WHAT IS EXPECTED
List every length of time stated in the passage about Leroy below.

DOCUMENT TEXT
Afterward Leroy, a spiritual man, wondered why God had kept him alive. He wondered what purpose he was supposed to fulfill. He spent a year in excruciating recovery, trying to get back to life as usual.
But the trauma of a near death experience does not dissipate with physical recovery. Leroy struggled to trust people again. He went back to drugs. Inevitably, his behavior alienated people who were close to him.
“Living in the streets and thinking that the world was against me put me in a whole different place,” he says. “Some people didn’t want to be around me.”
His near death experience, the lost money, the turmoil in his relationships – that is not what shocked him into a new mindset. Instead, he had a blunt moment of clarity when he was standing in front of a judge facing fourteen years of imprisonment for a nonviolent offense. He thought about the gravity of this sentence, and how old his son would be when he got out.
“At that moment, I knew I was done,” Leroy recounts, “and that would be the last time [I would make] a decision that would even put myself in the situation I was in.”
Fortunately, he was offered a plea bargain. His sentence would be reduced to a year and a half if he went into the Shock Incarceration Program, a 90-day therapeutic program with a military-like structure to instill discipline and citizenship.

DATA TO EXAMINE
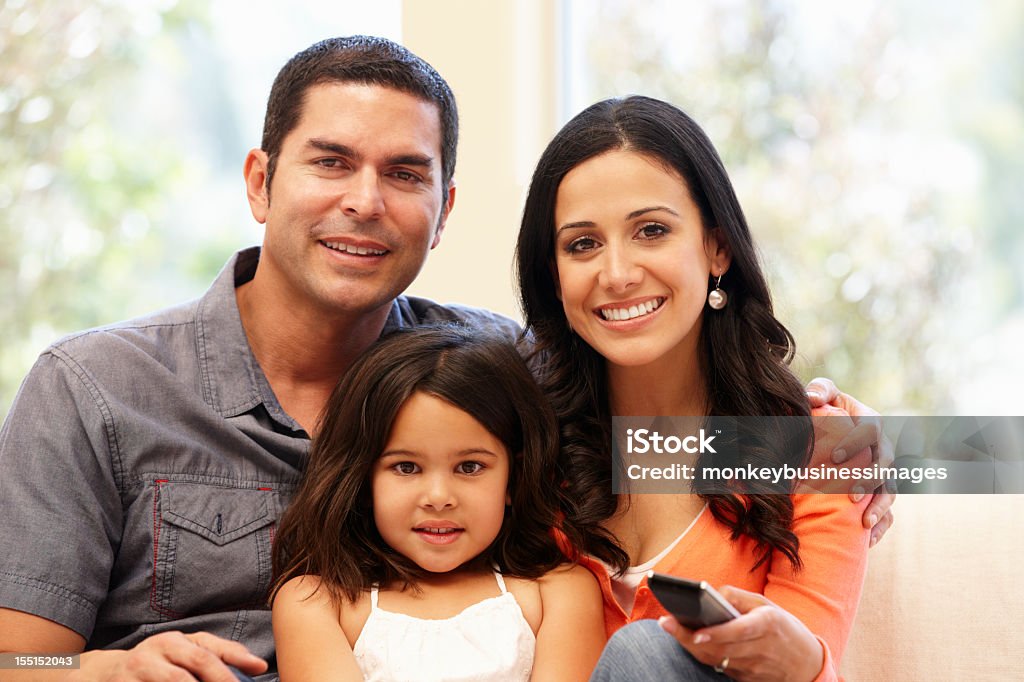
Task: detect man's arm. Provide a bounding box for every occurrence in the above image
[0,608,266,682]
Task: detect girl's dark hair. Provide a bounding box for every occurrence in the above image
[516,96,811,569]
[270,326,571,601]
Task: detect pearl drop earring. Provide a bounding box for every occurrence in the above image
[708,272,729,310]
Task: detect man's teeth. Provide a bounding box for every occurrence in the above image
[324,242,387,256]
[600,298,665,321]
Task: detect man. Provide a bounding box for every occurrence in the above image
[0,36,887,681]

OUTPUT BELOW
- a year (of recovery)
- fourteen years (of imprisonment)
- a year and a half (reduced sentence)
- 90 days (the Shock Incarceration Program)